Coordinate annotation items
— begin —

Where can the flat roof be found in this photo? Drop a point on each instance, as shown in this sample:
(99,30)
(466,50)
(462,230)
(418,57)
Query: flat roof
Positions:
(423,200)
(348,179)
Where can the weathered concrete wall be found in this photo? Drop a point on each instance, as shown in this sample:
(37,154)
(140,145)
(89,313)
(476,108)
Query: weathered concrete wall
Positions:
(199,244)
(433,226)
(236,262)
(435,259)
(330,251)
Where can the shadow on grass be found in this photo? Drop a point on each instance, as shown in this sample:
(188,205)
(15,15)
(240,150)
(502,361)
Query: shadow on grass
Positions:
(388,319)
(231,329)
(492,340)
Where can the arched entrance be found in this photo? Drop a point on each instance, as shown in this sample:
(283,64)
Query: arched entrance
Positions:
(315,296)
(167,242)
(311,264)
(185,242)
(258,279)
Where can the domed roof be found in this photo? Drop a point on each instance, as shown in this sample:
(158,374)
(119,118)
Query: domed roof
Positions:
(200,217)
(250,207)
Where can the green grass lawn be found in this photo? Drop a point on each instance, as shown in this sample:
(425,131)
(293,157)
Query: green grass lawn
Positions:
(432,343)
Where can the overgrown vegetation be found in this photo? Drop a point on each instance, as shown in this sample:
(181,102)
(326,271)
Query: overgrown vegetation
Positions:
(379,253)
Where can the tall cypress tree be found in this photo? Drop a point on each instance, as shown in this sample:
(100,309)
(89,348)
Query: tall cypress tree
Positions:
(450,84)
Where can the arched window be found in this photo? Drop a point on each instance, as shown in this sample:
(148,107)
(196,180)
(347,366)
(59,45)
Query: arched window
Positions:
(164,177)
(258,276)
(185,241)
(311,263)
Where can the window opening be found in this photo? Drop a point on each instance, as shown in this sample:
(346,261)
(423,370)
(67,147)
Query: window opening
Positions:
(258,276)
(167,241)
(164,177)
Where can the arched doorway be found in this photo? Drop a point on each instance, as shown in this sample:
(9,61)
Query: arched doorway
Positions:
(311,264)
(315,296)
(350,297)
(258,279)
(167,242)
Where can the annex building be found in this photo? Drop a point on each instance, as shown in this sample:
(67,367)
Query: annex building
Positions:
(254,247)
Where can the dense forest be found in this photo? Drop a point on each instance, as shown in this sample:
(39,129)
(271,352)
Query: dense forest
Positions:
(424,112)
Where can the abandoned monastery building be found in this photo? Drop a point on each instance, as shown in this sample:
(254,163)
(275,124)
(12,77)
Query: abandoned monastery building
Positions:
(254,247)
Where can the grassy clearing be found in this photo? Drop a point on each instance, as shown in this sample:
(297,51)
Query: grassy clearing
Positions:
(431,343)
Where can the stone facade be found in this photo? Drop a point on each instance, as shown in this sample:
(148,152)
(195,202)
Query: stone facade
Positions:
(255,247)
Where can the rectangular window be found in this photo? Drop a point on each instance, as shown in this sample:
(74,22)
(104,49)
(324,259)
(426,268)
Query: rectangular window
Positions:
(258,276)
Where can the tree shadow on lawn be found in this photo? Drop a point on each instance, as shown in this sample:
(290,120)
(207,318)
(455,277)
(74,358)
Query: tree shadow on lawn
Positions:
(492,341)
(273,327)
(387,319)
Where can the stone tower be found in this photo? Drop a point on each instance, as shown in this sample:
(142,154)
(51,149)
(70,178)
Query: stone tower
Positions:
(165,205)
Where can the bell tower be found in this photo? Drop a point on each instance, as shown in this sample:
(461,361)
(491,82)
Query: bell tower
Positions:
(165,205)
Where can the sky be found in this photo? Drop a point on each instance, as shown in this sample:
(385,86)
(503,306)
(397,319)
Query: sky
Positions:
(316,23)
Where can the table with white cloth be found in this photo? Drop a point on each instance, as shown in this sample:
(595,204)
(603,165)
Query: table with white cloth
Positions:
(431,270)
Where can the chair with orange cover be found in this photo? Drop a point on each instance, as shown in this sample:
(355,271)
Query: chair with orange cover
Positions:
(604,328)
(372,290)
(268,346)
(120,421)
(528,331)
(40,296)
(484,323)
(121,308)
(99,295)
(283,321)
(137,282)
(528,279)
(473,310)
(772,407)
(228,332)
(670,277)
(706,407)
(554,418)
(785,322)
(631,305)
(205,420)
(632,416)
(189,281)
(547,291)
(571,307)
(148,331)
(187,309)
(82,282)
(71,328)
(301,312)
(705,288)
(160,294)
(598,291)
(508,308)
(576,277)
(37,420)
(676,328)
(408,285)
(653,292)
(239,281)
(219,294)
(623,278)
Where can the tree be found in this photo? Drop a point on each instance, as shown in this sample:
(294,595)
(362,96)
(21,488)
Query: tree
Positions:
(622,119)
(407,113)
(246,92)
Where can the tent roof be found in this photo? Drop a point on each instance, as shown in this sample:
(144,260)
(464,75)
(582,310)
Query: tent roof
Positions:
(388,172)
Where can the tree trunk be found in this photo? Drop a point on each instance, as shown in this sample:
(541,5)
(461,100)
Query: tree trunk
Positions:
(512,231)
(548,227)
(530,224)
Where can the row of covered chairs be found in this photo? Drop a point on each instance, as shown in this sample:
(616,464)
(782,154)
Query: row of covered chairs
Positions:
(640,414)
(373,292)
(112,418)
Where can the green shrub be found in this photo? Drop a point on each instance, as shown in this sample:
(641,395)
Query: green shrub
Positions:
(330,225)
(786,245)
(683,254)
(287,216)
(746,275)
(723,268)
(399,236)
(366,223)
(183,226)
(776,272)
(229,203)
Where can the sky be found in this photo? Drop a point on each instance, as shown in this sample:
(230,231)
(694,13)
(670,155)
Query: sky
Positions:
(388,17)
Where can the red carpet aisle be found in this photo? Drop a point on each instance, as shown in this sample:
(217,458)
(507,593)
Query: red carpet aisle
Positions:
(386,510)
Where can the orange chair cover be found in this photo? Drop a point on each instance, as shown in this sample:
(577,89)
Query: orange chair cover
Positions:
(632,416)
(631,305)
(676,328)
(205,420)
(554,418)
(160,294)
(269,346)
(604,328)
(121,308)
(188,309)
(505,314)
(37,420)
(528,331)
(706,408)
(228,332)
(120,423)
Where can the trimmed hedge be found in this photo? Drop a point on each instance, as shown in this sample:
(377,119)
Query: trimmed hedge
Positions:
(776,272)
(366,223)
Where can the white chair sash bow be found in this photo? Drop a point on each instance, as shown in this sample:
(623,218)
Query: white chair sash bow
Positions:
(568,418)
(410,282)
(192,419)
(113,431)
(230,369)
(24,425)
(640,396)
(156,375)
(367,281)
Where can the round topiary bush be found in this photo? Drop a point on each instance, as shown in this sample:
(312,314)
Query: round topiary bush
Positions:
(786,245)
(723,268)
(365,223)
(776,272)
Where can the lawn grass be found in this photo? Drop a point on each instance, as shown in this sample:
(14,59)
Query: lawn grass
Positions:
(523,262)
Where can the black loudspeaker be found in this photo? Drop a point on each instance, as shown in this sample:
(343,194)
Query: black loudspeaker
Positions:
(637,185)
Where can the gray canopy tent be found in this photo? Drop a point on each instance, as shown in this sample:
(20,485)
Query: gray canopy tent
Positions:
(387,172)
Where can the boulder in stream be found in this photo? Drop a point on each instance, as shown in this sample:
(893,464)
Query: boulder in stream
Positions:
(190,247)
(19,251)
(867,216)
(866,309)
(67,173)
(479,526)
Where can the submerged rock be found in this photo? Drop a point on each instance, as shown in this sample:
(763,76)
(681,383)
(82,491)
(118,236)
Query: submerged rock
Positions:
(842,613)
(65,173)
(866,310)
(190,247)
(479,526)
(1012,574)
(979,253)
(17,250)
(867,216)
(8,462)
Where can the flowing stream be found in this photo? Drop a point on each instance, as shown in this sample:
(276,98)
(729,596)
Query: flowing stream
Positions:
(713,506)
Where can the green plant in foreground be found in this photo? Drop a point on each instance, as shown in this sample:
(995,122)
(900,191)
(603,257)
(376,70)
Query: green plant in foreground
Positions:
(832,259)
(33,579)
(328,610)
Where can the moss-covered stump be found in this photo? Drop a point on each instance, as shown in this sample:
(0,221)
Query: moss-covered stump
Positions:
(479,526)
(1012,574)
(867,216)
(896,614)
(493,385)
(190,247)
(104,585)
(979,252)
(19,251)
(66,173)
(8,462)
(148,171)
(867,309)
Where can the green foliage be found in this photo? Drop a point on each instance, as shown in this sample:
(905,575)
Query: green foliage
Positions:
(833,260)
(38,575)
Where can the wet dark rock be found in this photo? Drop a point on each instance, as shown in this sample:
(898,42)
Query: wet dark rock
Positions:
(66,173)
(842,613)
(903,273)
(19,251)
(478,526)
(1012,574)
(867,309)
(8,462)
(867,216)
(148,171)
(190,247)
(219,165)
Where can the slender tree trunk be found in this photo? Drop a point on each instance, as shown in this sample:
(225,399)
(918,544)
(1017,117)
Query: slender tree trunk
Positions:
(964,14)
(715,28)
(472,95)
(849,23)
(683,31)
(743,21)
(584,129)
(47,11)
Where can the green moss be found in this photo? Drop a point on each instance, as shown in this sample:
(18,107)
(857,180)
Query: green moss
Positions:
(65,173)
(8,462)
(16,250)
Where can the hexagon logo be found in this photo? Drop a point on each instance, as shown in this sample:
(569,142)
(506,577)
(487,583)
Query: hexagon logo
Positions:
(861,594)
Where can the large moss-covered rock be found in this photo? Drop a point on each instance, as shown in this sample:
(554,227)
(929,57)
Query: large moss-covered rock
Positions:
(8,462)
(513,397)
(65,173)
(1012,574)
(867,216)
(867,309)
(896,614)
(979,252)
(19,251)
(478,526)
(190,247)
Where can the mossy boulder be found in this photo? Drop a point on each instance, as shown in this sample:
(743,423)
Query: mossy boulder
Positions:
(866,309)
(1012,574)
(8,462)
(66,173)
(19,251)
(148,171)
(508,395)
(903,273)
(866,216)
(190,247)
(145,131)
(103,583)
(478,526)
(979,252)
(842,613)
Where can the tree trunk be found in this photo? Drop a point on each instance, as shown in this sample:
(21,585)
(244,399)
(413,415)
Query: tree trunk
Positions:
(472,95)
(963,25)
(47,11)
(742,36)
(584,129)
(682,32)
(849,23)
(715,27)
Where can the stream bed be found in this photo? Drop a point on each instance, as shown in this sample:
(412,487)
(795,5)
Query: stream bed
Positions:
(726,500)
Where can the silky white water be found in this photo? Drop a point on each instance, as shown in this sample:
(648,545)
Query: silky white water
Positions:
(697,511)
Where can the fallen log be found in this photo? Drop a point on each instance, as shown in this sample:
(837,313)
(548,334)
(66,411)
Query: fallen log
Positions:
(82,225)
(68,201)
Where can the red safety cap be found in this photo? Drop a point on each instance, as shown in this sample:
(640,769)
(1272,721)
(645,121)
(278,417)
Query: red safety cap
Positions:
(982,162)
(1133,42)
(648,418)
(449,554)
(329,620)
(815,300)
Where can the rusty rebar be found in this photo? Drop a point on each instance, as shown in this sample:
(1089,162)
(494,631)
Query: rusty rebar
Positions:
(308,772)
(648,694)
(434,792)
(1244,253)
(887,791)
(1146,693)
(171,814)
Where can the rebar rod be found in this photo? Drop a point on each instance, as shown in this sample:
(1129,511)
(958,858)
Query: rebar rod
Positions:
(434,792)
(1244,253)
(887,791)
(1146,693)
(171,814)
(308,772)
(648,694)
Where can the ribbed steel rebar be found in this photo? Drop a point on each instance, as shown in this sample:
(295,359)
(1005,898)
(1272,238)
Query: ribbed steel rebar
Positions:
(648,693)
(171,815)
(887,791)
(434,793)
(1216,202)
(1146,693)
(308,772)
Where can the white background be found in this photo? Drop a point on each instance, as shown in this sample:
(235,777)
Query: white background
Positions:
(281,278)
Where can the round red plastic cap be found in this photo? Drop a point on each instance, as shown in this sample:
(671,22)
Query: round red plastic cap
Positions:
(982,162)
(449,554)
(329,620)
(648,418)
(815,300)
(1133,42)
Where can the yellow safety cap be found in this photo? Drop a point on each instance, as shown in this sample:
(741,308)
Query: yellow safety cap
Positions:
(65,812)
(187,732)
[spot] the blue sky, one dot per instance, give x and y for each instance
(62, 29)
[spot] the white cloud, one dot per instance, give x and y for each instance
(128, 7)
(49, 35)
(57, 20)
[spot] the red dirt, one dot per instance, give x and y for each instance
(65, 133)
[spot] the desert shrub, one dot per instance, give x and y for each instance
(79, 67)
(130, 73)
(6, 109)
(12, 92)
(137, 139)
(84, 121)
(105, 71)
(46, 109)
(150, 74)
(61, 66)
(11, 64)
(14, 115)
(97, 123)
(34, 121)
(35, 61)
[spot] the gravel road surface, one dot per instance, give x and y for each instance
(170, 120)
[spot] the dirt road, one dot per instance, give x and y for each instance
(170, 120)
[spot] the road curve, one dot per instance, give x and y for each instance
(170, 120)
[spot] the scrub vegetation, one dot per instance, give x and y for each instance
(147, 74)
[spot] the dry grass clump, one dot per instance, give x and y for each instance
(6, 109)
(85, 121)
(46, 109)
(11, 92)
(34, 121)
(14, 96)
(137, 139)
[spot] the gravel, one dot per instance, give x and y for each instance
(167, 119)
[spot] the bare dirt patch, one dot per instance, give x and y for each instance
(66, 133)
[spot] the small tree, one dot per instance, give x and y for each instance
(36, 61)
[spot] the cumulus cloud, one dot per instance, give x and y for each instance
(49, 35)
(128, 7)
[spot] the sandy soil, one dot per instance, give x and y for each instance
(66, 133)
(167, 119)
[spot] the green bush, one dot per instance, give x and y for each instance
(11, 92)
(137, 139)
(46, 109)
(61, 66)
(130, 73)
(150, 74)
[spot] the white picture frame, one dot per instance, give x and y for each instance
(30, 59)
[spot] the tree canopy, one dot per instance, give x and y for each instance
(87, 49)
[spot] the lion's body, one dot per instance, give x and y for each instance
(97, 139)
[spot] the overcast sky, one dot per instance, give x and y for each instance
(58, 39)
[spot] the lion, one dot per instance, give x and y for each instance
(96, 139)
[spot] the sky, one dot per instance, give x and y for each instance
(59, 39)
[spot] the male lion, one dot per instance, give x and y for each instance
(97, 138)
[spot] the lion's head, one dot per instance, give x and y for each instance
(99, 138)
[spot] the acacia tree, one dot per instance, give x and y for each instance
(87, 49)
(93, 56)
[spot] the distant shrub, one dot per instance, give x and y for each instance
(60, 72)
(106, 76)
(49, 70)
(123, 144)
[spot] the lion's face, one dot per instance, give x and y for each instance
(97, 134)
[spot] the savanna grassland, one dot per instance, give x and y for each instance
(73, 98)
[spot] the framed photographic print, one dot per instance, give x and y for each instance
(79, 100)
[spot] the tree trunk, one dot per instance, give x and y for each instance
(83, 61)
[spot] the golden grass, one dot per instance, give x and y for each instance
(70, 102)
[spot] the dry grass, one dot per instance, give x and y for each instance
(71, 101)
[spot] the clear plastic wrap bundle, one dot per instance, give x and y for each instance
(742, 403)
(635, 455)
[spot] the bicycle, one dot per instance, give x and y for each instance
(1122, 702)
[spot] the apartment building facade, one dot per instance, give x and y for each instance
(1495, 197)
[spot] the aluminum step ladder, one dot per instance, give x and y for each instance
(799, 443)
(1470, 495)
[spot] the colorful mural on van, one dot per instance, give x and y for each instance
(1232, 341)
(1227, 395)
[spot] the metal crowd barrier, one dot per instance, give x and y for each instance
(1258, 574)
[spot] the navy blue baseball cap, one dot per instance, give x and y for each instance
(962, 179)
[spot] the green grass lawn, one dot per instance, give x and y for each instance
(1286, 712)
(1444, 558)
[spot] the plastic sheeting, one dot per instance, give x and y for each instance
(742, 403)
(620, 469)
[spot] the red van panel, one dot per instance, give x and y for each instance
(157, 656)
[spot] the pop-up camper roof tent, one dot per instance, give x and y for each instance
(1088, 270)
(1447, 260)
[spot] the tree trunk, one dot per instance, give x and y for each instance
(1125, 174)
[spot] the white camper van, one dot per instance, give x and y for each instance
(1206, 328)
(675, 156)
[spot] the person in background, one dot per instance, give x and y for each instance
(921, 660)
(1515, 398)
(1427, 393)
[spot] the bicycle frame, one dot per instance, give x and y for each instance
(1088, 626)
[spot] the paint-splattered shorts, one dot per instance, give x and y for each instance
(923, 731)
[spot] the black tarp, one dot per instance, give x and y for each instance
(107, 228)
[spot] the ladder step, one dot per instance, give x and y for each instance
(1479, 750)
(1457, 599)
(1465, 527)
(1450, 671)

— end —

• **WHAT YOU SHOULD DO**
Rewrite the lines from the one containing "[spot] the dry grass, one" through the one containing "(1227, 395)", keeping the requests as they are and scaling every coordinate in the answers by 0.5, rounded to a whole number with halves going up. Give only those lines.

• **EXERCISE RESPONSE**
[spot] the dry grass, one dot per instance, give x and y for each instance
(36, 51)
[spot] the clear plastic wrap bundle, one dot per instance, give x and y for each instance
(371, 202)
(318, 228)
[spot] the bicycle, one dot per instance, give x and y for each instance
(561, 351)
[spot] the apartment building facade, one dot per instance, give x and y for each instance
(748, 99)
[spot] the aluminum step ladder, one dot per instance, give x and y for each instance
(400, 222)
(735, 248)
[spot] the colorful mural on van, one dot per instance, give x and y for each instance
(616, 171)
(614, 198)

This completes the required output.